Rewrite as a numbered list every line from the one containing "Target: cliff edge" through the last line of the records below, inclusive, leaving out any blank lines.
-=-=-
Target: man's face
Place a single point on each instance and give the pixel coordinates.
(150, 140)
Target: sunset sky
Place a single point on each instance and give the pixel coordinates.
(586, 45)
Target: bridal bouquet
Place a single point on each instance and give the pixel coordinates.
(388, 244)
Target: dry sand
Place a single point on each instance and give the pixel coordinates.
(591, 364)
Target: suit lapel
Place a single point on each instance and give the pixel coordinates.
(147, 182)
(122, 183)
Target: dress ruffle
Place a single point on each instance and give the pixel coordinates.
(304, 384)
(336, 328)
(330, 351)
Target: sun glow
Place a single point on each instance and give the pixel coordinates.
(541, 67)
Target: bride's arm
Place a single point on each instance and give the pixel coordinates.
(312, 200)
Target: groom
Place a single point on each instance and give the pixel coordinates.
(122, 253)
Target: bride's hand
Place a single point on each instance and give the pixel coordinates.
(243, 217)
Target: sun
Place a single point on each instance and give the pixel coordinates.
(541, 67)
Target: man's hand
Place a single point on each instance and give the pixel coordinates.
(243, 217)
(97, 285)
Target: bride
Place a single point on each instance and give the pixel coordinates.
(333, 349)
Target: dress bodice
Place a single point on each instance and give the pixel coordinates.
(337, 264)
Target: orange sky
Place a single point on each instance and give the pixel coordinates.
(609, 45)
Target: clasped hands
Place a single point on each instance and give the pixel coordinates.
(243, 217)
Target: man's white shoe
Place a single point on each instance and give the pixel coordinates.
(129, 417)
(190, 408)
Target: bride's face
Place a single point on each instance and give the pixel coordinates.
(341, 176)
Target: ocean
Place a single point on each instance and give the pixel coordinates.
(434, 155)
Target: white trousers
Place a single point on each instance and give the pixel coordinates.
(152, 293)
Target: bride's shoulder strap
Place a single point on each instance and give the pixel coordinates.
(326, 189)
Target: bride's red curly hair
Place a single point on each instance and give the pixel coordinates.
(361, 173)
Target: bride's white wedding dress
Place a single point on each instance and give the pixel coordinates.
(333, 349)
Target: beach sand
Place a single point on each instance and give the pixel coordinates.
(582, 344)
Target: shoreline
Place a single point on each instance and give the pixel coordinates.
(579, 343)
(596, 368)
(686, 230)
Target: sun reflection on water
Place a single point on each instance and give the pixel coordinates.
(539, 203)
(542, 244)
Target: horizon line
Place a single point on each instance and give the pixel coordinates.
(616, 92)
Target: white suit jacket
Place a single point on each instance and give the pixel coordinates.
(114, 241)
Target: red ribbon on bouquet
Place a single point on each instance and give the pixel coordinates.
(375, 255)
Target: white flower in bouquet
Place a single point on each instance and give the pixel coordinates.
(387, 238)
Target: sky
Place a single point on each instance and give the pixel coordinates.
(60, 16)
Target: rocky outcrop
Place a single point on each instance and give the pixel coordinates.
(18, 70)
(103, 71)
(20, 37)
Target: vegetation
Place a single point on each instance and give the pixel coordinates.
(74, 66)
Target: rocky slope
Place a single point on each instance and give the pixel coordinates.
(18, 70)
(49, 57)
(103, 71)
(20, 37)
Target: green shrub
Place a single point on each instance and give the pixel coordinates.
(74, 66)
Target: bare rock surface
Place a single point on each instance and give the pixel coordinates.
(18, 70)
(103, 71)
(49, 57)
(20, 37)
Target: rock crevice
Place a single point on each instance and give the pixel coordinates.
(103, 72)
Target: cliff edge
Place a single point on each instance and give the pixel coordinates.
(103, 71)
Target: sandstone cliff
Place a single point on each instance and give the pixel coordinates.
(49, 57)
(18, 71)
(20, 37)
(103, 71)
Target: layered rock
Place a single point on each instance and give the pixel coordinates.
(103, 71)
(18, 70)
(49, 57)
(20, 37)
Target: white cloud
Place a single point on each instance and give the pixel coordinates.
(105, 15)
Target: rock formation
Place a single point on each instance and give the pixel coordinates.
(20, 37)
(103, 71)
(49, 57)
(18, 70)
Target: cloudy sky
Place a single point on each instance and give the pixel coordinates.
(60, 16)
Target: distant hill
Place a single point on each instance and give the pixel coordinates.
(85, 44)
-=-=-
## TASK SOLUTION
1. Target: cliff edge
2. Place a single point on each instance and give the pixel coordinates.
3. (103, 71)
4. Target: sandstone cliff
5. Place a single point on each instance and give the pixel coordinates.
6. (49, 57)
7. (18, 71)
8. (20, 37)
9. (103, 71)
10. Target: layered rock
11. Place a single point on each instance and give the pixel coordinates.
12. (103, 71)
13. (18, 70)
14. (49, 57)
15. (20, 37)
16. Target: white cloud
17. Place a single point on each instance and give the pixel coordinates.
18. (105, 15)
19. Target: rock formation
20. Place a single point on each instance and give the pixel coordinates.
21. (20, 37)
22. (103, 71)
23. (49, 57)
24. (18, 70)
25. Target: cloudy sky
26. Place a single point on each instance and give the pixel coordinates.
27. (60, 16)
28. Target: distant hill
29. Place a single point on each instance and give the pixel coordinates.
30. (85, 44)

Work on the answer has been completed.